• Your task:
Output these records as a two-column CSV with the headers "request" and "points," one row per record. Put the request text under "request" and its answer under "points," each in a single quoted field with line breaks replaced by spaces, and leave the pictures out.

[Object location annotation data]
= = = =

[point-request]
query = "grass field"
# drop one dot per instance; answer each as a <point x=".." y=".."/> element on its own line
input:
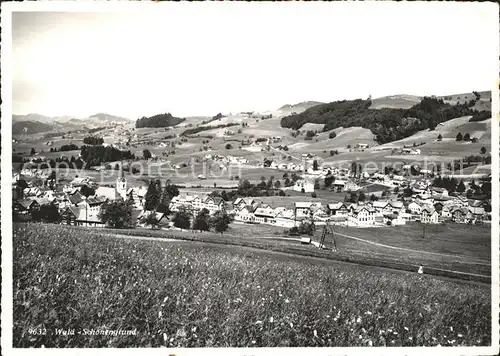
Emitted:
<point x="188" y="295"/>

= = = =

• Right answer:
request,points
"[point-request] query = ""grass field"" # drop one dot per instance; answer each as a <point x="".."" y=""..""/> element on its own line input: Emitted:","<point x=""188"" y=""295""/>"